**EXCERPTED RECORDS:**
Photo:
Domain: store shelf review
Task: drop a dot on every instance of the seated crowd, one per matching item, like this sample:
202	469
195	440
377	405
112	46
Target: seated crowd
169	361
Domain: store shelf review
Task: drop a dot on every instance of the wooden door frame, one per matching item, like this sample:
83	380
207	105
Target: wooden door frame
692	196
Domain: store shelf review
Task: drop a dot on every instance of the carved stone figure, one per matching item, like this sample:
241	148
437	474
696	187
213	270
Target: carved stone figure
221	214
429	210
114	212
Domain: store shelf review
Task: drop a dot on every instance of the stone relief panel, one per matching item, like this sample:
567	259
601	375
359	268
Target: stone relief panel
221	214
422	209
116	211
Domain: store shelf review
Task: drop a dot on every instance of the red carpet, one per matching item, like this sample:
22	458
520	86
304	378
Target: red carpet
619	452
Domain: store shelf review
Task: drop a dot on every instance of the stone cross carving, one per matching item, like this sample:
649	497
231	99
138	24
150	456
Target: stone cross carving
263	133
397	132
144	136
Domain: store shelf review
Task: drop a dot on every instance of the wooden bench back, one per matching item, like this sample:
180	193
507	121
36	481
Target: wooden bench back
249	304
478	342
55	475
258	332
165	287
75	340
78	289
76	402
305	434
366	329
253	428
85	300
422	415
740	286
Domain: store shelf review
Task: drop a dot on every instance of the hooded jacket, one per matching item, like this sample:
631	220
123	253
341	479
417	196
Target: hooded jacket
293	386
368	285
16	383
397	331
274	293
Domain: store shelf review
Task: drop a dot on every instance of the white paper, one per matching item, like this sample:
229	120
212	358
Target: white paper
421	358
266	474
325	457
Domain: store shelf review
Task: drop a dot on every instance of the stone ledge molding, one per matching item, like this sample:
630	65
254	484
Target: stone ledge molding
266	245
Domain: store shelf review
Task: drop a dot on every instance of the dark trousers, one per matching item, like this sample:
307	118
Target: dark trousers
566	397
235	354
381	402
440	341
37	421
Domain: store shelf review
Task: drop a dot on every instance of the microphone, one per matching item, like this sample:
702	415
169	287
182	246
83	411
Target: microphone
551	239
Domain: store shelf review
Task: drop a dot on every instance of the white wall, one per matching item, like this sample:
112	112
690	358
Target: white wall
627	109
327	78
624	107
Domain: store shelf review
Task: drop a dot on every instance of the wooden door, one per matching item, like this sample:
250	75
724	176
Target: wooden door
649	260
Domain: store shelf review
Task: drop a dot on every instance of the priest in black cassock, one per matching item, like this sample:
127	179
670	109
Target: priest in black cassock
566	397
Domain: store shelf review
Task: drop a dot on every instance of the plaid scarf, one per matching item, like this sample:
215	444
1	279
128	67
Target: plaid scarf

**TASK DIRECTIONS:**
Pick out each line in the records that contains the string "seated". Case matters.

**TASK RESULT:**
Task: drop a dot on every instance of the seated crowd, one per matching item, like this sample:
Target: seated crowd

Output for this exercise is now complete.